## What is needed
Extract the listing below in full, unchanged.

— Begin —

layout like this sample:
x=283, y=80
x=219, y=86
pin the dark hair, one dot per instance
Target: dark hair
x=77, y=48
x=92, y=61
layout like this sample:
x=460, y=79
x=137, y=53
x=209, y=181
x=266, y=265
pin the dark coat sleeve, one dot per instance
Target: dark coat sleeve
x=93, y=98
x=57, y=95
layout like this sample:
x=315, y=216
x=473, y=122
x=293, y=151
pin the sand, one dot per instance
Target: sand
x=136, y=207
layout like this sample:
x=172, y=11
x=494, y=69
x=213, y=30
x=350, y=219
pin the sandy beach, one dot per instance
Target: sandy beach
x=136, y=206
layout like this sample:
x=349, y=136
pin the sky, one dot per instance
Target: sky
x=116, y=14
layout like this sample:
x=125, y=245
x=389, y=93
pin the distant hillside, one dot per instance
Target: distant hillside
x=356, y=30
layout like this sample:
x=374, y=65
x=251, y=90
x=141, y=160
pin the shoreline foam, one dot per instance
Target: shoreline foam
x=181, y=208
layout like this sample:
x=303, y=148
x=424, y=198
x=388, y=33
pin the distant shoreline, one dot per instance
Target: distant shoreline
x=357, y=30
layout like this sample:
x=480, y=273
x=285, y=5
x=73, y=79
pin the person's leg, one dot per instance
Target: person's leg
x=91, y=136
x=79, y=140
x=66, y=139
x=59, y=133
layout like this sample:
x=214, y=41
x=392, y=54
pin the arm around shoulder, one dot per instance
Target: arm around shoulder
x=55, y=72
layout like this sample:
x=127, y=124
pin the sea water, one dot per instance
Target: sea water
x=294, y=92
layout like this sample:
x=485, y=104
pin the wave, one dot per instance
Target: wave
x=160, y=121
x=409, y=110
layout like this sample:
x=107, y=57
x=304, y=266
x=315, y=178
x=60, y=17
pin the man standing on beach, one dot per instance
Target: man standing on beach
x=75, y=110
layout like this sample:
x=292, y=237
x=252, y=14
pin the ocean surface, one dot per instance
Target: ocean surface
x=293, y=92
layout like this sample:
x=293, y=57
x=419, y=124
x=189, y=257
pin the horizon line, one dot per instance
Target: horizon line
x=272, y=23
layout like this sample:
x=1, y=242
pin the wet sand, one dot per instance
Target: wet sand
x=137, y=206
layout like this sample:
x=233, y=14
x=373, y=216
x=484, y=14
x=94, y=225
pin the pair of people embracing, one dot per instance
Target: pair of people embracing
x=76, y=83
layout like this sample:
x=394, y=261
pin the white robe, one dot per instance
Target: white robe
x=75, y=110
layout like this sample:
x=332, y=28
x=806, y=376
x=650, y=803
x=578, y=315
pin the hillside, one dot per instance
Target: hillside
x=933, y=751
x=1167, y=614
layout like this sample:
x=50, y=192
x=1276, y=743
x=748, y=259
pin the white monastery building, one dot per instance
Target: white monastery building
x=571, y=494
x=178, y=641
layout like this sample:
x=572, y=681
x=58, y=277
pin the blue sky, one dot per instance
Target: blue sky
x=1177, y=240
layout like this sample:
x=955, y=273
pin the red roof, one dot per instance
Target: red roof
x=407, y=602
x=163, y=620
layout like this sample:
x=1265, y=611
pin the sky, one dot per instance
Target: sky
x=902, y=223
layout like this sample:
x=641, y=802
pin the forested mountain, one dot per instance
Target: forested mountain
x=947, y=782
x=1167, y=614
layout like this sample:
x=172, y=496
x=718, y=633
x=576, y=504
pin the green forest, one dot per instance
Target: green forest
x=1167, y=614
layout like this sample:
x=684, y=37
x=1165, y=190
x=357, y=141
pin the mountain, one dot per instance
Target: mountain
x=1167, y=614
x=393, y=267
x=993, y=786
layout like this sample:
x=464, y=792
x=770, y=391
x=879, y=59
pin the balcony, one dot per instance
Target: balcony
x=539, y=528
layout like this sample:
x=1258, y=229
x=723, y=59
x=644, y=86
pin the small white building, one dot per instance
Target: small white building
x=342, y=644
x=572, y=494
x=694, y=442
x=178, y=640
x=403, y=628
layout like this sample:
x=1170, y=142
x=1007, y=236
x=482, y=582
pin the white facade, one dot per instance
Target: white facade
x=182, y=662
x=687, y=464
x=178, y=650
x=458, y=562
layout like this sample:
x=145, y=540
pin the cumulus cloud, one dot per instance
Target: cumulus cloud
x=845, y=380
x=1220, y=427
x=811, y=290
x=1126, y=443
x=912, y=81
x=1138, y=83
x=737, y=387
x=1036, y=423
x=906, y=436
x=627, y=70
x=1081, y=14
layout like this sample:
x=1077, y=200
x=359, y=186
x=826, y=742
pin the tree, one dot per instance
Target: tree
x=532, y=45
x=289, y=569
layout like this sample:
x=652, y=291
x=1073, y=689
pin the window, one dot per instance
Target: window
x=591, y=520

— End —

## Answer to this exercise
layout like this sample:
x=283, y=80
x=219, y=86
pin the dark hair, one dot per instance
Target: dark hair
x=77, y=48
x=92, y=61
layout like this sample:
x=460, y=79
x=137, y=53
x=209, y=181
x=266, y=265
pin the dark coat sleeve, one dot per instance
Target: dark coat sleeve
x=93, y=98
x=57, y=95
layout like this sample:
x=315, y=216
x=473, y=122
x=293, y=151
pin the sand, one dot per instance
Target: sand
x=136, y=207
layout like this sample:
x=172, y=11
x=494, y=69
x=213, y=30
x=350, y=219
pin the sandy beach, one dot per instance
Target: sandy beach
x=136, y=206
layout like this sample:
x=349, y=136
pin the sky, one dot per instance
Target: sky
x=116, y=14
layout like this sample:
x=125, y=245
x=389, y=93
pin the distant hillside, one dot per instance
Target: distant hillside
x=356, y=30
layout like this sample:
x=374, y=65
x=251, y=90
x=141, y=160
pin the shoreline foam, one dot per instance
Target: shoreline foam
x=181, y=208
layout like this sample:
x=303, y=148
x=424, y=198
x=388, y=33
pin the distant shoreline, one dot per instance
Target: distant shoreline
x=357, y=30
layout like this sample:
x=480, y=273
x=285, y=5
x=73, y=79
pin the person's leg, one dot per instance
Target: person's leg
x=91, y=136
x=79, y=140
x=66, y=139
x=59, y=133
layout like this sample:
x=214, y=41
x=392, y=54
pin the arm around shoulder, one dot per instance
Target: arm around shoulder
x=55, y=72
layout like this sample:
x=127, y=124
pin the sea water, one dot per instance
Target: sea water
x=294, y=92
layout like this sample:
x=485, y=104
pin the wave, one dot per instance
Target: wave
x=160, y=121
x=409, y=110
layout like this sample:
x=107, y=57
x=304, y=266
x=315, y=178
x=60, y=17
pin the man standing on beach, one dot per instance
Target: man standing on beach
x=75, y=110
layout like this sample:
x=292, y=237
x=252, y=14
pin the ocean surface, one dot per instance
Target: ocean surface
x=293, y=92
layout like this sample:
x=293, y=57
x=419, y=124
x=189, y=257
pin the horizon line, one dot per instance
Target: horizon line
x=272, y=23
layout like this sample:
x=1, y=242
pin the wet sand, one dot per instance
Target: wet sand
x=137, y=206
layout like this sample:
x=233, y=14
x=373, y=216
x=484, y=14
x=94, y=225
pin the pair of people embracing, one dot per instance
Target: pair of people embracing
x=76, y=83
layout like this sample:
x=394, y=261
pin the white robe, one dot per instance
Target: white robe
x=75, y=110
layout like this sample:
x=332, y=28
x=806, y=376
x=650, y=803
x=578, y=315
pin the hillside, one dot per instance
Target: hillside
x=933, y=751
x=1167, y=614
layout like this sample:
x=50, y=192
x=1276, y=743
x=748, y=259
pin the white monastery building, one dot per instance
Target: white monastery building
x=571, y=494
x=178, y=641
layout like this sample:
x=572, y=681
x=58, y=277
pin the blue sky, one dot per instance
Target: blue sky
x=1177, y=240
layout like this sample:
x=955, y=273
pin the red roof, one dot per instance
Target: red roof
x=407, y=602
x=163, y=620
layout like this sample:
x=1265, y=611
pin the sky, one dot per instance
Target: sky
x=902, y=223
layout like this sample:
x=641, y=802
pin the forested mountain, one dot per instance
Target: forested mountain
x=947, y=782
x=1167, y=614
layout like this sample:
x=172, y=496
x=718, y=633
x=576, y=504
pin the green forest, one dot per instance
Target: green forest
x=1167, y=614
layout like this sample:
x=684, y=37
x=1165, y=190
x=357, y=141
pin the mountain, one dot per instance
Target: mountain
x=1167, y=614
x=393, y=267
x=993, y=786
layout like this sample:
x=464, y=792
x=770, y=391
x=879, y=59
pin the balcony, one dot per instance
Target: balcony
x=539, y=528
layout like this sample:
x=1258, y=229
x=723, y=59
x=644, y=86
pin the small white building, one dot per instance
Target: small white building
x=342, y=644
x=572, y=494
x=694, y=442
x=178, y=640
x=403, y=628
layout like this sample:
x=1170, y=142
x=1007, y=236
x=482, y=582
pin the white facade, one dot per instance
Target: white facade
x=182, y=662
x=687, y=464
x=178, y=650
x=458, y=562
layout like this sample:
x=145, y=540
pin the cumulus cloud, one dot per instance
Target: cumulus cloud
x=845, y=380
x=1220, y=427
x=811, y=290
x=1126, y=443
x=912, y=81
x=1138, y=83
x=737, y=387
x=1036, y=423
x=906, y=436
x=627, y=70
x=1081, y=14
layout like this sample:
x=1077, y=200
x=359, y=186
x=826, y=742
pin the tree, one dot per instance
Target: tree
x=532, y=45
x=289, y=569
layout like this sample:
x=652, y=291
x=1073, y=689
pin the window, one dot per instance
Target: window
x=591, y=520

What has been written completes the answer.